-- START --

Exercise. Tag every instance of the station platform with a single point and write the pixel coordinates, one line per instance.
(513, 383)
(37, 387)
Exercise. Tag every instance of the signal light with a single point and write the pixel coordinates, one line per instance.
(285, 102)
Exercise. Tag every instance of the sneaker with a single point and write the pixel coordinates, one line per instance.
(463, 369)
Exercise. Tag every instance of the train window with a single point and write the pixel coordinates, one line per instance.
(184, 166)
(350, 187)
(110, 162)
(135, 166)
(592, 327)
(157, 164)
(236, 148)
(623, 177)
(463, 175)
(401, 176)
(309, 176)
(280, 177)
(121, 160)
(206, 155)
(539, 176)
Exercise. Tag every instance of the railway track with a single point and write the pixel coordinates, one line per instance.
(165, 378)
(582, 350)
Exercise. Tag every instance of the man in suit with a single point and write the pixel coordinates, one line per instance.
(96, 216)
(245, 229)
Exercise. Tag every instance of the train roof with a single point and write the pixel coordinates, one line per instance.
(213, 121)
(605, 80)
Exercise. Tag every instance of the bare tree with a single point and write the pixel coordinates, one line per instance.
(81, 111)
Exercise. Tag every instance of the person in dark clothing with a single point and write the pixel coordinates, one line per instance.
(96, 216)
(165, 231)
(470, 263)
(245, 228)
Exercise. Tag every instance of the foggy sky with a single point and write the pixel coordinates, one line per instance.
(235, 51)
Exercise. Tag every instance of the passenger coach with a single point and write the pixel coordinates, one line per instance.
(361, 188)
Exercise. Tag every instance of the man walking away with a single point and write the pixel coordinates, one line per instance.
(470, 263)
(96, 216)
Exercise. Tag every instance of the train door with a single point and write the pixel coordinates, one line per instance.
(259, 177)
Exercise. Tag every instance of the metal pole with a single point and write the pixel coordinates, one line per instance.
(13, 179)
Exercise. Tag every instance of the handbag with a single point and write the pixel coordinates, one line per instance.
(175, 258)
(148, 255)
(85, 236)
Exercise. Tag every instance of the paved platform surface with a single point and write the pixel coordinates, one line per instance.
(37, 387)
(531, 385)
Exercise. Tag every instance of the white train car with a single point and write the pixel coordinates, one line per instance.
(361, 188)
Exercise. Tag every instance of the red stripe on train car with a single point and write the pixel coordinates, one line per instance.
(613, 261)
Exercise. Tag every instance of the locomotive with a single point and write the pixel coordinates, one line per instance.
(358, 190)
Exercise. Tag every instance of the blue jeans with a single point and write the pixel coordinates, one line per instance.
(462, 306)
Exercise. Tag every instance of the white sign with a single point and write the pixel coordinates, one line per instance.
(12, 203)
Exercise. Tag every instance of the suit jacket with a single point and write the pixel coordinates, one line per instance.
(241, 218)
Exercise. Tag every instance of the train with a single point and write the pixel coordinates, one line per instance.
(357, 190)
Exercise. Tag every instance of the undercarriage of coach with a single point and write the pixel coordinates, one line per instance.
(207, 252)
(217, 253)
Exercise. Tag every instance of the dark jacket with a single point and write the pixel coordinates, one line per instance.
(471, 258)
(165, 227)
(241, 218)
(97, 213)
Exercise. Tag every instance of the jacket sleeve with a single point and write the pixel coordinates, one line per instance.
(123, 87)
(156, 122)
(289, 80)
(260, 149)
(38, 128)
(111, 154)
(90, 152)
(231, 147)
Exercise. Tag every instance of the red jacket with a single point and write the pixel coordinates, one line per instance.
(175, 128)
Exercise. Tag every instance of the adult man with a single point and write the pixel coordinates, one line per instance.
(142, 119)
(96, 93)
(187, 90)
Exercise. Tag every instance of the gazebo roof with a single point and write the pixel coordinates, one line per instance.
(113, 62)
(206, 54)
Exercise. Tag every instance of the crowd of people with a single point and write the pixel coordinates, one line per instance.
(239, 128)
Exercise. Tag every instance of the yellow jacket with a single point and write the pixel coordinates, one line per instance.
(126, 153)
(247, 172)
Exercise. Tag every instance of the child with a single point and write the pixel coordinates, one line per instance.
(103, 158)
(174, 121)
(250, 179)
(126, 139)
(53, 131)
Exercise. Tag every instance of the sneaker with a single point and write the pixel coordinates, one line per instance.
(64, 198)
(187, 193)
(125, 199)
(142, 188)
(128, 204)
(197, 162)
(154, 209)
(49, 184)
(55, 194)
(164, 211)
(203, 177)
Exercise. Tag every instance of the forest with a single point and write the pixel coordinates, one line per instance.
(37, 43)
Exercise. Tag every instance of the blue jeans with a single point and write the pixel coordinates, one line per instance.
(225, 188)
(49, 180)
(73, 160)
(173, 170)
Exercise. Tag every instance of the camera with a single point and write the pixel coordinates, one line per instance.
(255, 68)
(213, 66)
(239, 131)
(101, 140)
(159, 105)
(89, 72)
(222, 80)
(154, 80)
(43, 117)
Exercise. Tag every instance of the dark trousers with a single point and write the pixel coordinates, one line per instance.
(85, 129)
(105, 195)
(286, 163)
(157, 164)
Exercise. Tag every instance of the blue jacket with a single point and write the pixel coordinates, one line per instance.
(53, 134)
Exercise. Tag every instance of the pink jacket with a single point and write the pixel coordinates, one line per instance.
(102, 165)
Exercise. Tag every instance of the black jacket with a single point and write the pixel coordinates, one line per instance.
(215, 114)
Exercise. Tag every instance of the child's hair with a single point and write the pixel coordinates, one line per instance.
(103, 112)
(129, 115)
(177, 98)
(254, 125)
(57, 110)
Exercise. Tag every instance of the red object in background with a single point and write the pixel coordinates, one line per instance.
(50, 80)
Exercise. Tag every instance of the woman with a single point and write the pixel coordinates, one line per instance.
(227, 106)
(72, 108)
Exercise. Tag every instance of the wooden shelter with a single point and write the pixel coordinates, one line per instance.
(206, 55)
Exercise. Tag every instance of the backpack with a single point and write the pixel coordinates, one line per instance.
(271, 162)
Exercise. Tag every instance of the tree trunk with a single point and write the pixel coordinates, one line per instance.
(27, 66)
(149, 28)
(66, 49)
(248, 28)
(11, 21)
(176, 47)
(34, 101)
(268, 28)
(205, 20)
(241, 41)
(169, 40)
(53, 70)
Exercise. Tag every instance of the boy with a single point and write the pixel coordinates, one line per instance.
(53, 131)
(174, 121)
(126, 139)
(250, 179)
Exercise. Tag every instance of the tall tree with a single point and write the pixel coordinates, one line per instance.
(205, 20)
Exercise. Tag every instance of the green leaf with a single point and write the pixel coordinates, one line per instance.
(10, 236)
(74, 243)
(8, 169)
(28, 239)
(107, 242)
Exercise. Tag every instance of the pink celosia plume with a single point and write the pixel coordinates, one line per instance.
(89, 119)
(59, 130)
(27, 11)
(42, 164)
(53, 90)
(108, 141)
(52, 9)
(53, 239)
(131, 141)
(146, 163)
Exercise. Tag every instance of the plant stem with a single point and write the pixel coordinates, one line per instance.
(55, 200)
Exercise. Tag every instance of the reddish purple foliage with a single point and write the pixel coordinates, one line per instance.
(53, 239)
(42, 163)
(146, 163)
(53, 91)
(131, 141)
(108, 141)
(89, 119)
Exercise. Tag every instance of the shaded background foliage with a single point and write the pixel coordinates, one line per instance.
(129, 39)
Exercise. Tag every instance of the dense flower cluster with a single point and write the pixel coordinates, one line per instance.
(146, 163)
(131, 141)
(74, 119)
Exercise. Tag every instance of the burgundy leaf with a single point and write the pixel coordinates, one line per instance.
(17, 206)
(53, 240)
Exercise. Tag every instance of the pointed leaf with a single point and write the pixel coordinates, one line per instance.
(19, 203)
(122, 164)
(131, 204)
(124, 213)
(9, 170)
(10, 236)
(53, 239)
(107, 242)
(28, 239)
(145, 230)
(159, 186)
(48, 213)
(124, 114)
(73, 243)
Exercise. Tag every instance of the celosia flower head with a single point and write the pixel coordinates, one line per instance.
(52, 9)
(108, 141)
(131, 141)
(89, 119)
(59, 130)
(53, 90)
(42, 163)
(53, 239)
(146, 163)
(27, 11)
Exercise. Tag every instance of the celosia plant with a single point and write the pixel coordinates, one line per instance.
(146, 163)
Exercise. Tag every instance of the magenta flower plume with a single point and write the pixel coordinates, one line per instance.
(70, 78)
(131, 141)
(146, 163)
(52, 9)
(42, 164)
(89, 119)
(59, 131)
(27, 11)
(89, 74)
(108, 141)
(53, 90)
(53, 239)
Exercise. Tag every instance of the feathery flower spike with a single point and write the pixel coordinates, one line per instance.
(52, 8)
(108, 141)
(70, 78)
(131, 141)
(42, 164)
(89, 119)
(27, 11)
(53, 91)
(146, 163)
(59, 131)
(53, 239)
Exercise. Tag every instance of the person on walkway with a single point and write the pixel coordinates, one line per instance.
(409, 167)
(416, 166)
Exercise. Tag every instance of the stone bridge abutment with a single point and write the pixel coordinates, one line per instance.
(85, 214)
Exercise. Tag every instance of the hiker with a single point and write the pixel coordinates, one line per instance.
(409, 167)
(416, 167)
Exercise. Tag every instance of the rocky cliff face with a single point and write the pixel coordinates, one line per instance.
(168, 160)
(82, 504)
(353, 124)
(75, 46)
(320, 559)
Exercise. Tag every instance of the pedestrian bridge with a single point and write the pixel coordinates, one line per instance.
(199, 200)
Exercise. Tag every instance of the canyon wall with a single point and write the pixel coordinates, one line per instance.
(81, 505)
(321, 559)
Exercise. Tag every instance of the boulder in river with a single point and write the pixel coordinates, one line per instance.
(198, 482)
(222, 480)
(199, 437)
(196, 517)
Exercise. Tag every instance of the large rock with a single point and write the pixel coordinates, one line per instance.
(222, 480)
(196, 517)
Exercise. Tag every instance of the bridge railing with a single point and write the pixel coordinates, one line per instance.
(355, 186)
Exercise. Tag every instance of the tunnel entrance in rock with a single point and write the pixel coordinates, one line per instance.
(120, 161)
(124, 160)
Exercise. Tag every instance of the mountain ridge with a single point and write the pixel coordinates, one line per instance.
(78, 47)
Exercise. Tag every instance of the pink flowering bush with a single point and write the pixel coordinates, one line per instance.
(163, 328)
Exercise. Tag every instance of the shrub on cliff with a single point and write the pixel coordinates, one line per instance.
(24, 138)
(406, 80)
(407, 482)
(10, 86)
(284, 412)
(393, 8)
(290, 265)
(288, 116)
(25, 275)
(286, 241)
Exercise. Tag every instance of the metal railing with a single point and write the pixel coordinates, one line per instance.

-- END --

■ WORK TO DO:
Your task is to output exactly the lines running from the one with "Exercise. Tag every instance of the stone" through the final line of the material above, with both ends included.

■ EXERCISE SOLUTION:
Exercise. Tag every instance of the stone bridge abutment with a single point and write the pixel coordinates, one line per instance.
(85, 214)
Exercise. Tag every instance of the hiker with a single point and write the pixel coordinates, one line per instance.
(409, 167)
(416, 167)
Exercise. Tag every instance of the rocky cliff face with a single point and write the pixel coordinates, one line per instance.
(168, 160)
(82, 504)
(353, 124)
(75, 46)
(320, 559)
Exercise. Tag every instance of the pedestrian bridge with a single point and write the pixel coordinates, one line per instance.
(199, 200)
Exercise. Tag every instance of the canyon wall with a single point and write the pixel coordinates, one line per instance.
(81, 505)
(321, 559)
Exercise. Tag every instance of the boulder in river with a single point and write the pixel coordinates, one line per instance.
(198, 482)
(222, 480)
(199, 437)
(196, 517)
Exercise. Tag every instance of the large rock with a single point and write the pixel coordinates, one line per instance.
(222, 480)
(196, 517)
Exercise. Tag every instance of the bridge railing with a single point and write the pixel coordinates, one line per instance.
(355, 186)
Exercise. Tag every instance of the tunnel entrance in rock with a single point and write the pixel coordinates, one line per instance.
(120, 161)
(124, 160)
Exercise. Tag every instance of the mountain ridge with a single point and write the pixel coordinates, one line per instance.
(78, 47)
Exercise. Tag every instance of the pink flowering bush with a single point and write the pixel coordinates, one line per instance.
(163, 328)
Exercise. Tag every instance of the shrub on cliff with a single point and write the pixel coordinates, one line per instance.
(24, 138)
(406, 80)
(407, 482)
(10, 86)
(284, 412)
(393, 8)
(290, 265)
(288, 116)
(25, 275)
(286, 241)
Exercise. Tag every instance of the metal railing with a single point and write the pixel coordinates, one line per instance.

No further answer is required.